Selected excerpt:
----------------

Kevin:

I struggled with some of these issues for a while, and documented them here: 
https://github.com/zeromq/libzmq/issues/2759.  There’s an accompanying repo 
with sample code here: 
https://github.com/WallStProg/zmqtests/tree/master/threads.

The short version is that there are some pretty “sharp” edge-cases that you 
need to be aware of if you’re trying to go beyond the sometimes overly 
simplistic or contrived examples in the docs.

Good luck, and feel free to reply back if you still have questions.

Regards,

Bill


> On Dec 19, 2017, at 6:04 PM, Mykola Ostrovskyy via zeromq-dev 
> <[email protected]> wrote:
> 
> Kevin,
> 
> By now you should get the gist of it: if you have some concurrency problem -- 
> add more sockets! :)
> 
> Not sure what exactly you have run into, but I would not recommend to have a 
> hard stop on a thread that is sleeping in poll. Instead you should to let it 
> know that it's time to shutdown, so it can release resources in a controlled 
> fashion. And luckily we've got a great tool for sending notifications to 
> threads -- sockets. It might be not the most efficient way, but I have an 
> extra inproc PAIR socket bound on every thread. That socket is also added 
> into poll list, and when you receive a message on that socket you exit the 
> polling loop, close current thread sockets, do any cleanup necessary and 
> return from thread function.

----------------

Data records:
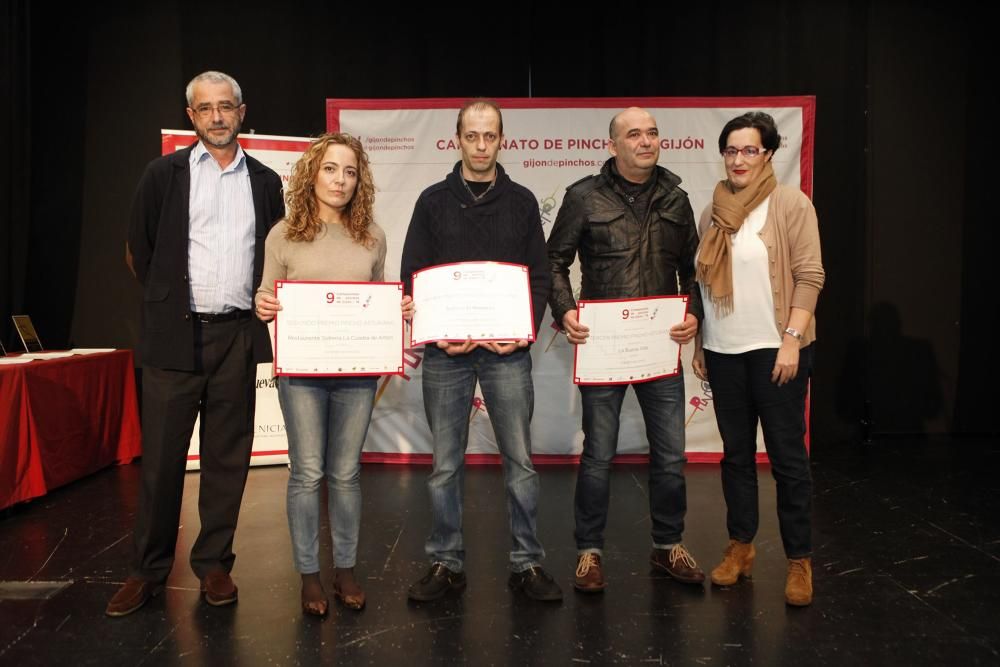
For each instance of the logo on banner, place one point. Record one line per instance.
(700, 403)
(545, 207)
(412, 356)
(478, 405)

----------------

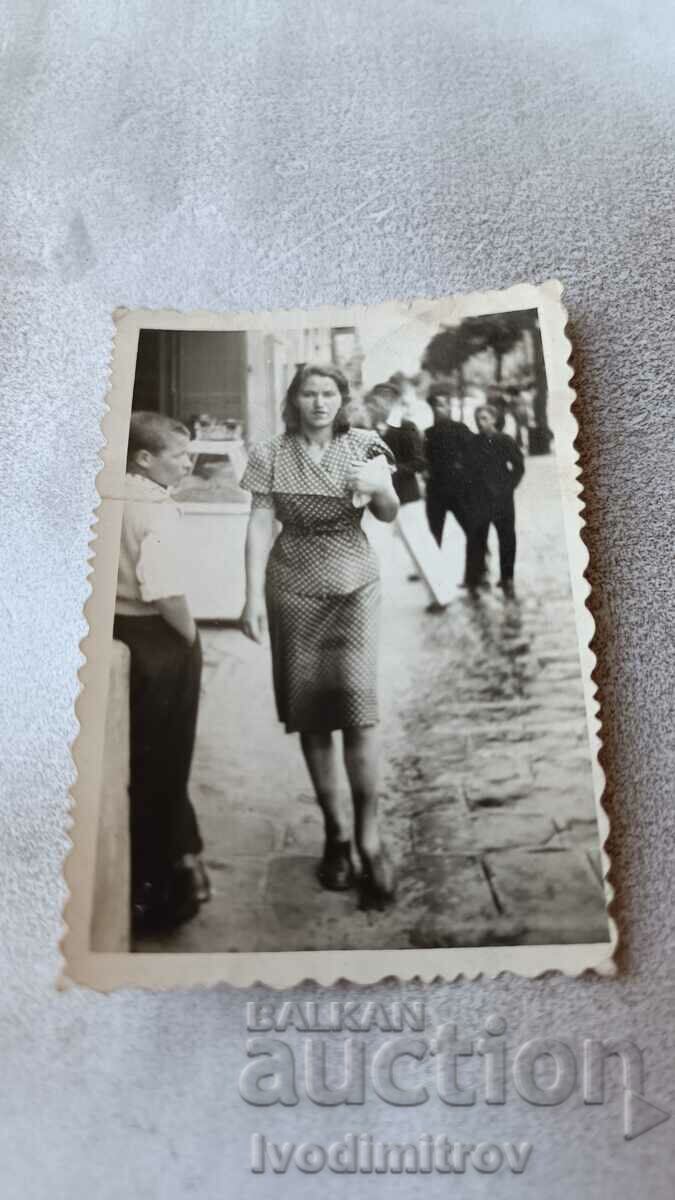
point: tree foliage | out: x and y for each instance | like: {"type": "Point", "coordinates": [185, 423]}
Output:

----------------

Tasks to perform:
A. According to the email, what kind of socket does the quoted writer keep bound on every thread?
B. Based on the email, explain why a thread sleeping in poll should be told it is time to shut down instead of being hard-stopped.
C. Write out the part of the email that opens with the words containing "I struggled with" and closes with "still have questions.".

Answers to the exercises:
A. An extra inproc PAIR socket.

B. Letting the thread know it is time to shut down allows it to release resources in a controlled fashion. On receiving a message on its notification socket, it exits the polling loop, closes its sockets, does any necessary cleanup and returns from the thread function.

C.
I struggled with some of these issues for a while, and documented them here: 
https://github.com/zeromq/libzmq/issues/2759.  There’s an accompanying repo 
with sample code here: 
https://github.com/WallStProg/zmqtests/tree/master/threads.

The short version is that there are some pretty “sharp” edge-cases that you 
need to be aware of if you’re trying to go beyond the sometimes overly 
simplistic or contrived examples in the docs.

Good luck, and feel free to reply back if you still have questions.